* **Extracted information**
——————

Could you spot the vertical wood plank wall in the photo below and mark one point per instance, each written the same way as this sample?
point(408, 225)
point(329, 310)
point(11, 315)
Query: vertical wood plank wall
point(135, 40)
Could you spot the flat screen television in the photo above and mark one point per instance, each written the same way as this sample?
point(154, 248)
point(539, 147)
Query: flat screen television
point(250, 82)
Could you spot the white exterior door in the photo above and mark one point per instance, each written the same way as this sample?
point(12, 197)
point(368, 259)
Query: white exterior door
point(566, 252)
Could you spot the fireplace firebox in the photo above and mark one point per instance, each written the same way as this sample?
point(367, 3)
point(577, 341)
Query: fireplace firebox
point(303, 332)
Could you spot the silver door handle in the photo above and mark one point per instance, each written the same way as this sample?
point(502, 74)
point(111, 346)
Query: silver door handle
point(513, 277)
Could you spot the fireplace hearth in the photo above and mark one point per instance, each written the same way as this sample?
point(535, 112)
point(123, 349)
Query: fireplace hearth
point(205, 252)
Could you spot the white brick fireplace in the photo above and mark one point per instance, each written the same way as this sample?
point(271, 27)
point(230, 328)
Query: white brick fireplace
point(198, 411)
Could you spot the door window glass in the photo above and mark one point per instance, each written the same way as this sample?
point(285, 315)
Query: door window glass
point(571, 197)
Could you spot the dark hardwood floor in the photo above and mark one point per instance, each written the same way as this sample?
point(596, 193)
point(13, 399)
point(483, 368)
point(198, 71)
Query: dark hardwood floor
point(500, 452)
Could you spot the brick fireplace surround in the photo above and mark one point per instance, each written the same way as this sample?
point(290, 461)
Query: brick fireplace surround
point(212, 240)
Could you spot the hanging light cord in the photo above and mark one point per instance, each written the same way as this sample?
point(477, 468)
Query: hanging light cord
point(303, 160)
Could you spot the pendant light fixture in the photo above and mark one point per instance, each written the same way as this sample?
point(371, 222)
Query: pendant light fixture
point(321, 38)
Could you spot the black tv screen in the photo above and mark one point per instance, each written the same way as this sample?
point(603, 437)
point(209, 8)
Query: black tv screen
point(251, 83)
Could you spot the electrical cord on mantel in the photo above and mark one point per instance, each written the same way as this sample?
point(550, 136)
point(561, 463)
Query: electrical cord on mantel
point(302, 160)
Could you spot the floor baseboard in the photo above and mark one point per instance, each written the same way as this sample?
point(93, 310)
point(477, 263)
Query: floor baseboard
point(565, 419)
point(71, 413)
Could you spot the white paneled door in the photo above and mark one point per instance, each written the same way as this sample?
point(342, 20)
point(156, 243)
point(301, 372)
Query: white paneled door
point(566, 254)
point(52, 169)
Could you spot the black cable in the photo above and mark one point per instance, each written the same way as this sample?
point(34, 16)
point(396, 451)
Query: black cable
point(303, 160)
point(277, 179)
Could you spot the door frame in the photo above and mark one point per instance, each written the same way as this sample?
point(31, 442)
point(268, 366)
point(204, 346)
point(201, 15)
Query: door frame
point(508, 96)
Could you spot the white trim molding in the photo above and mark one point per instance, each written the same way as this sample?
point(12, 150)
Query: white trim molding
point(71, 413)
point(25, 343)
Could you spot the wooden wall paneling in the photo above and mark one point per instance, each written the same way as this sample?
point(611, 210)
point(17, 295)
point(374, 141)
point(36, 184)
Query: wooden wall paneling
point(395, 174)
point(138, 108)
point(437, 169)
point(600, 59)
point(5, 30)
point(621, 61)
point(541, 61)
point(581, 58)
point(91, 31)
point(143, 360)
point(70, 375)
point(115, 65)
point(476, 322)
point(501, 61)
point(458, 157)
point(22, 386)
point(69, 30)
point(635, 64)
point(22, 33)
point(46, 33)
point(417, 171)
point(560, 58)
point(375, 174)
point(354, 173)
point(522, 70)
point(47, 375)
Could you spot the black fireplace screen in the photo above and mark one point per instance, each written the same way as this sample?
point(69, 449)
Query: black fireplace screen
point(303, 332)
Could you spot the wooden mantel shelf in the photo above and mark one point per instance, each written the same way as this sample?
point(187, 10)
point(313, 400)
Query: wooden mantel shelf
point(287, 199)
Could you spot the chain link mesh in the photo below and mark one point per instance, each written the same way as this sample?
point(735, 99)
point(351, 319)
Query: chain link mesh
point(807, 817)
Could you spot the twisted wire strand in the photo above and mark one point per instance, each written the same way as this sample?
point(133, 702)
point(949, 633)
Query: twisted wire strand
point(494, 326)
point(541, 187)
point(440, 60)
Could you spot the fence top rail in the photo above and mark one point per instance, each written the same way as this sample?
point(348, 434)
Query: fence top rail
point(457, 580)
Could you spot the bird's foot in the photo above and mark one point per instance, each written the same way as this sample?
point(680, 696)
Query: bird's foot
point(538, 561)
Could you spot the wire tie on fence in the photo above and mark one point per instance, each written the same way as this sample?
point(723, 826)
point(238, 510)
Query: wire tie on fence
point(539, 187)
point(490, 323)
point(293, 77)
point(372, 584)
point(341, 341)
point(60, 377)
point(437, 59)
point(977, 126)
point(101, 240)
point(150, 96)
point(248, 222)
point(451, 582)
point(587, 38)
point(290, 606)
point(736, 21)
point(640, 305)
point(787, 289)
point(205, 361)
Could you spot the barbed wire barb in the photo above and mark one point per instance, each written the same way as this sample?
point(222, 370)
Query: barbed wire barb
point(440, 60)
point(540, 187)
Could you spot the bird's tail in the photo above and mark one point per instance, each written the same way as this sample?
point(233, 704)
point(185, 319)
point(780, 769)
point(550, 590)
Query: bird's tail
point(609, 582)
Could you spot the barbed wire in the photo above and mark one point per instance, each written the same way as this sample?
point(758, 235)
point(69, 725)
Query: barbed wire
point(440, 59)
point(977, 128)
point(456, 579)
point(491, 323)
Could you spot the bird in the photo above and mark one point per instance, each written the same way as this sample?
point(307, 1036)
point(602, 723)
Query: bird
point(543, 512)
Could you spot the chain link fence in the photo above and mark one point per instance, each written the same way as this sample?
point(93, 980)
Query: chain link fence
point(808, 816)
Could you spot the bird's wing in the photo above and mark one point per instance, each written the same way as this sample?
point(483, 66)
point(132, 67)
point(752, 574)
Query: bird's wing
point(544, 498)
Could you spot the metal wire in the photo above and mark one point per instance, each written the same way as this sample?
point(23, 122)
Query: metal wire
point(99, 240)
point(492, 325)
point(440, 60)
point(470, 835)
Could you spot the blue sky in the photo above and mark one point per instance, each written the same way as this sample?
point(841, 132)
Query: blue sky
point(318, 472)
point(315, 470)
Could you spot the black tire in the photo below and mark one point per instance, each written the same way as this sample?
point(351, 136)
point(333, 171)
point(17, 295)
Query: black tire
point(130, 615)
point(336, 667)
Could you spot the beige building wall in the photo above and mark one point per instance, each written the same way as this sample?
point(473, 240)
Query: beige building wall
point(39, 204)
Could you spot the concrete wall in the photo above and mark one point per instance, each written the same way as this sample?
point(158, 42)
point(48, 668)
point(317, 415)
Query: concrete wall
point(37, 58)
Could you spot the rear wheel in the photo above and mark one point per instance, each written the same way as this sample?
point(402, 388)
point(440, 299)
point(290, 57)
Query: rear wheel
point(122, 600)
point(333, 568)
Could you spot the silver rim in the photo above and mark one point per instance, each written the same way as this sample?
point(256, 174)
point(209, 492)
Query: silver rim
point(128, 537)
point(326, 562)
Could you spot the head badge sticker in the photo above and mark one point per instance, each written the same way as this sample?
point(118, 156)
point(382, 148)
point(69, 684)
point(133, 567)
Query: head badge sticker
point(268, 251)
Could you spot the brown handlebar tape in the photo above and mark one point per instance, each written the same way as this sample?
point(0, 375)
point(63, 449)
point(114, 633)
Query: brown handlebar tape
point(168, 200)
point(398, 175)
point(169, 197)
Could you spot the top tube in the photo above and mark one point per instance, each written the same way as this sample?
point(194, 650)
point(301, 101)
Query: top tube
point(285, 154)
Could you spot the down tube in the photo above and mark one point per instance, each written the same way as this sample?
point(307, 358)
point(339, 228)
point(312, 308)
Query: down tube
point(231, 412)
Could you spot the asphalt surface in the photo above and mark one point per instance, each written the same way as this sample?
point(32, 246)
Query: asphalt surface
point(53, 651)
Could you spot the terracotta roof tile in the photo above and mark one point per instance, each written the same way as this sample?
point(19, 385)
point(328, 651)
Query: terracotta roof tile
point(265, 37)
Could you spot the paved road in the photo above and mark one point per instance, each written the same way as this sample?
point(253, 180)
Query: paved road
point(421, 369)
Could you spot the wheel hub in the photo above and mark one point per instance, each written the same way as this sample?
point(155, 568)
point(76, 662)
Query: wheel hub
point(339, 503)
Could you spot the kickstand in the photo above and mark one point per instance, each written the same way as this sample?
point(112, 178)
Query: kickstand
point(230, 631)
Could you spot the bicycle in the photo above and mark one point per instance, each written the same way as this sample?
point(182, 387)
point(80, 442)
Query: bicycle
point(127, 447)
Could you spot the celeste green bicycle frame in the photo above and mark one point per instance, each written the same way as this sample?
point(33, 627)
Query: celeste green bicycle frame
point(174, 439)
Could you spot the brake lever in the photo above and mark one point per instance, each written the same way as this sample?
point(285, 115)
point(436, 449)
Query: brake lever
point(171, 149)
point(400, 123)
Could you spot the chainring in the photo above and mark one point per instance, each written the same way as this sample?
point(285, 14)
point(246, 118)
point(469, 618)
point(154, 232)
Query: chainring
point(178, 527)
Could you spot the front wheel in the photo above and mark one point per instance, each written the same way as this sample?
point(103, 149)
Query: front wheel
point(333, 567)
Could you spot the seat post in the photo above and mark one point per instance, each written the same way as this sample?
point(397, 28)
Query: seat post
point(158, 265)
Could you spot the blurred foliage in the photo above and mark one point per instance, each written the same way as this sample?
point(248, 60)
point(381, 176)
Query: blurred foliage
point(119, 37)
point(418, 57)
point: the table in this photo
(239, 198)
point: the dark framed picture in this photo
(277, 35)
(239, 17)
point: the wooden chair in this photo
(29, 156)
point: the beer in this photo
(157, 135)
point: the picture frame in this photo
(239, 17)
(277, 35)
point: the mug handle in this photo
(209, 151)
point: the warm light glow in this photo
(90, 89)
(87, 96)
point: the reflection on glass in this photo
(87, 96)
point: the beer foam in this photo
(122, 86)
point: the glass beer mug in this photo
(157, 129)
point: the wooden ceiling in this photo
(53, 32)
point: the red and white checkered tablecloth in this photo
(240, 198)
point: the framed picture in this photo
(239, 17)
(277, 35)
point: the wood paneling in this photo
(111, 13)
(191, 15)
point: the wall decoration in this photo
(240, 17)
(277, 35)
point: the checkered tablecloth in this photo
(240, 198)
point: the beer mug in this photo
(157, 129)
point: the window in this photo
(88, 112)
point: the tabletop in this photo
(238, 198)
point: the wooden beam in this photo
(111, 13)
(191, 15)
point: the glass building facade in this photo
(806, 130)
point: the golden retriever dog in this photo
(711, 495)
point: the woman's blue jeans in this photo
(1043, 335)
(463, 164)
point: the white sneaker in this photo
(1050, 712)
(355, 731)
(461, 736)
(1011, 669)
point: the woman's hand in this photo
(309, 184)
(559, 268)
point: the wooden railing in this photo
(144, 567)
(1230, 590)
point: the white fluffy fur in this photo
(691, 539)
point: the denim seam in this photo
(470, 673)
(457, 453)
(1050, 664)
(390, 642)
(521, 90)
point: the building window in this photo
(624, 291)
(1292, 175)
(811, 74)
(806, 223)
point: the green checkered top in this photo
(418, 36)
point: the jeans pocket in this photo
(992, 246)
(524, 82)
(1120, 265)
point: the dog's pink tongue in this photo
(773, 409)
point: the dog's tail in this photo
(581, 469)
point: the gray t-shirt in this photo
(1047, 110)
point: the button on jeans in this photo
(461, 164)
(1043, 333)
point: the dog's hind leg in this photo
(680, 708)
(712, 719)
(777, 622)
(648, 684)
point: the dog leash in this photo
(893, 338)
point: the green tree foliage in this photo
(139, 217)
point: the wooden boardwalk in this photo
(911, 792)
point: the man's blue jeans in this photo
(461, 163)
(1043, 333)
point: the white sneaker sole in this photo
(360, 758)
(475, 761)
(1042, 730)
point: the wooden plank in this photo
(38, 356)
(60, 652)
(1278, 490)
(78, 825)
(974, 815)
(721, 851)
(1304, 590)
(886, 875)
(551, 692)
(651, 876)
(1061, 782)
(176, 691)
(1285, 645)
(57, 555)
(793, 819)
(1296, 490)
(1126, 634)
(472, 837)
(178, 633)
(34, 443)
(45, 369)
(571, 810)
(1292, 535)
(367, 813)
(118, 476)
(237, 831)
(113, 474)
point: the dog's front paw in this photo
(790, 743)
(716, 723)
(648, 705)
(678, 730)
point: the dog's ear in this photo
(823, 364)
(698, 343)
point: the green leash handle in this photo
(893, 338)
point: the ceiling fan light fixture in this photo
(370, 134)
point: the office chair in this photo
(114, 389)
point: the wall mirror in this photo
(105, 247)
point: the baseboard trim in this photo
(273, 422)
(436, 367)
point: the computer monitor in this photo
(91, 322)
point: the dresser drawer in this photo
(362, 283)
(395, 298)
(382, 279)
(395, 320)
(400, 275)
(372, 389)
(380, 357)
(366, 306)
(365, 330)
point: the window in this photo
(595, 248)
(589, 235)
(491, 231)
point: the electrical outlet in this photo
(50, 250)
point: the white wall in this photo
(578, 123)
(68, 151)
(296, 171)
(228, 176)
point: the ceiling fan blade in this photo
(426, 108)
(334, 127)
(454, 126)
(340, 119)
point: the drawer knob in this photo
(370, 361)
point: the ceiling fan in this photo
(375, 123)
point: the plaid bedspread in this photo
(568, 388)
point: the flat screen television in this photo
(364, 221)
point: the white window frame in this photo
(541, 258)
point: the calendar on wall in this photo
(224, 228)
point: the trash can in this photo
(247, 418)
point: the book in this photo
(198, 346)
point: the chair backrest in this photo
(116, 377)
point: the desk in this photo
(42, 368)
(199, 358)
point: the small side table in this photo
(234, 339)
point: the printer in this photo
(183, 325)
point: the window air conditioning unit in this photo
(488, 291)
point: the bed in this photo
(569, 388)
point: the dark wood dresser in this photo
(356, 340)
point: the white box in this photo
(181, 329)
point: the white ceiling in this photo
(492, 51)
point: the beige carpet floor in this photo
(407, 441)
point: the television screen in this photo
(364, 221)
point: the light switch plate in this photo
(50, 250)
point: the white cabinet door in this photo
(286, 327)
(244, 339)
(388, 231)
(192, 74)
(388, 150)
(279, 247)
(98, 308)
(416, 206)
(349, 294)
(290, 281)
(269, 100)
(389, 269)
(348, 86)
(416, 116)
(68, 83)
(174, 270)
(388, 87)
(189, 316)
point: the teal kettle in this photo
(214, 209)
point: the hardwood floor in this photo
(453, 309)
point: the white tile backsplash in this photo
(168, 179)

——————

* **What you are asked to do**
The reply should consist solely of the lines of the data, exact, from the opening line through the line with "point(123, 349)", inclusive.

* **Exercise output**
Could you spot the vertical wood plank wall in the photo below and mark one point per instance, each written the same way as this sample?
point(408, 225)
point(329, 310)
point(11, 315)
Query: vertical wood plank wall
point(135, 40)
Could you spot the flat screen television in the photo above and mark one point per instance, each written the same way as this sample?
point(154, 248)
point(539, 147)
Query: flat screen television
point(250, 82)
Could you spot the white exterior door in the photo above and mark one point per instance, each written the same way as this sample?
point(12, 197)
point(368, 259)
Query: white exterior door
point(566, 252)
Could you spot the fireplace firebox in the photo above and mark one point per instance, each written the same way as this sample?
point(367, 3)
point(577, 341)
Query: fireplace firebox
point(303, 332)
Could you spot the silver door handle in the photo above and mark one point per instance, each written the same way as this sample?
point(502, 74)
point(111, 346)
Query: silver door handle
point(513, 277)
Could you spot the fireplace hearth in the photo above and mark one point per instance, each written the same way as this sample?
point(535, 112)
point(123, 349)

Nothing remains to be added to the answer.